__Selected excerpt__:
#####

Stephens accurately accuses the left of being their own worst enemy: … it self-consciously approaches politics as a struggle against selfishness, and partly because it has invested itself so deeply, and increasingly inflexibly, on issues such as climate change or immigration. Whatever else might be said about this, it’s a recipe for nonstop political defeat leavened only by a sensation of moral superiority.

He makes the point, and here is where my thinking and his especially conjoin, that moderate liberals of the past, a Tony Blair or a Bill Clinton -- and while neither could be held up as perfect politicians (in particular Clinton’s moral failures) -- that neither would ever have been bested by someone like Trump.

So where is that person?  Far be it for me to speculate who that should be.  Perhaps as the primaries develop that person will emerge, but I fear that if it is someone from the far left or a reach-across-the-aisle placater singing 'Kumbaya', we will have missed our opportunity to turn back this wave of populist, know-nothing, nihilism.   

Thursday, April 25, 2019

‘Waiting for Someone to Explain It’ Now Published


Having written this blog for some dozen years, by the end of last year I felt it was time to make it less of “a job” and more focused on things I enjoy rather than those I obsess over.  That meant less political and current affairs commenting (although I’ll never say never to those subjects in the future).  The present political and economic landscape invites day to day commentary, but I’ve decided to resist it to preserve my sanity.  It is truly a case of existential dread and exhaustion.

Nonetheless, I also decided to mostly exit those subjects by making a declarative statement in the form of a book based on the extensive entries from the past.  Therefore, Waiting for Someone to Explain It; The Rise of Contempt and Decline of Sense (North Palm Beach, Lacunae Musing, 2019),348 Pages, $13.95 is now available in paperback from Amazon and their extensive distribution network. 

The irony of selecting Amazon KDP as my publishing platform hasn’t been lost on me as when I was a publisher I dealt with Amazon in its infancy and now it deals with me in my dotage. 

It is also ironic that it should be published the same week as the Mueller Report which to some extent provides some of the answers I’ve been “waiting for.”  Yet Trump is as much a symptom as a cause. The book reveals the deep roots of our cultural civil war and the intransigence of political polarization, and one person’s quest to come to terms with them.

#####

__Provided data__:

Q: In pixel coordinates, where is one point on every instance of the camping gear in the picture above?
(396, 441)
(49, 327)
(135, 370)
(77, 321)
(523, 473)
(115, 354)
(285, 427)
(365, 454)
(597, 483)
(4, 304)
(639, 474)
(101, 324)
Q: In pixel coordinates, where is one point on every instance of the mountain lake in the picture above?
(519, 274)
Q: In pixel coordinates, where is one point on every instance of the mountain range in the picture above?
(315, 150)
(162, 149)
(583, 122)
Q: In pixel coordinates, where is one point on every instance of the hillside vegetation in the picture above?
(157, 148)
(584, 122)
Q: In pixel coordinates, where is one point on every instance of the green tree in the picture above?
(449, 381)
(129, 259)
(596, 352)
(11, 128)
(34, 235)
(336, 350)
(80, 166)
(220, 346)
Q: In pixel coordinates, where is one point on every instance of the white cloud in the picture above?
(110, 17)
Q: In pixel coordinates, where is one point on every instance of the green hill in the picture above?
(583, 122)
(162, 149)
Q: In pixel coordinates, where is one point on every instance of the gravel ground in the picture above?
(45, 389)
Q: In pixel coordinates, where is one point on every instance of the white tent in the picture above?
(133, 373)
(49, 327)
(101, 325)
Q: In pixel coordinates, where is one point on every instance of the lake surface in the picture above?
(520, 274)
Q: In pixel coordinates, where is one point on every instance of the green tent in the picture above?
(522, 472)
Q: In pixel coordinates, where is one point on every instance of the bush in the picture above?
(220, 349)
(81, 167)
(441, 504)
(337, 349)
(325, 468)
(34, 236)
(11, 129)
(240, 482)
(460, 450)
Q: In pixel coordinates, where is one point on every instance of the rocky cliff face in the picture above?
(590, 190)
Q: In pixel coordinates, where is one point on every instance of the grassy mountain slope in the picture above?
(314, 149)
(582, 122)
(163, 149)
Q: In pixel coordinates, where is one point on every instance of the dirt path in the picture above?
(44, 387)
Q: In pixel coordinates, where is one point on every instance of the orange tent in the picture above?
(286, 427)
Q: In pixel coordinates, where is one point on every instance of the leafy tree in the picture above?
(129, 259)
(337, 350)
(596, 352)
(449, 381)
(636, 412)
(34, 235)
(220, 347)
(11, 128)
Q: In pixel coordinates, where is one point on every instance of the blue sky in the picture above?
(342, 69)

#####

__Prompt 1__: According to the blog excerpt, what is the price of the paperback edition of Waiting for Someone to Explain It?
__Prompt 2__: Please extend the blog excerpt by writing what follows its final sentence.

__Answer area 1__: $13.95

__Answer area 2__:
It argues that we’ve become inured to the outrageous and accommodative of the absurd.  It points to a deep vein of anti-intellectualism in this country, questioning the veracity of climate change, championing the “right” to open carry weapons, and leading to the worship of false idols: 24 x 7 streaming entertainment.  We’ve become a nation needing immediate gratification, no matter what the societal consequences of borrowing against the future or becoming somnambulists in front of liquid crystal display screens.

Who could have imagined the rise of Donald Trump to the presidency of the United States?  As his candidacy ramped up, so did my commentary, all encapsulated in “Waiting.”

The book documents the election of such an unsuitable candidate, who has proved to be worse than feared, a “crazy maker” a gas-lighter of reality, a believer in his own mendacity.  These issues populate the entries.  As Eric Hoffer said in his classic The True Believer (1951), “We lie the loudest when we lie to ourselves.”  During the period I sought out other expert journalists, psychologists, bloggers, economists, and even novelists in an attempt to understand.

The publicity release at the end of this entry explains the title and more about the rationale.  It is not simply a collection of entries from the blog.  There is a narrative tying things together and the entries themselves have been edited to minimize redundancies and present them better in print. 

As an ex-publisher it’s also been a labor of love, to write a book, even participate in its design, bringing me back to my start in publishing in 1964 as a production assistant.  So much has changed since then in the industry.  For me, the publication was as much about the journey. I think of it as an act of professional closure as well as a cry for the kind of democracy our forefathers envisioned.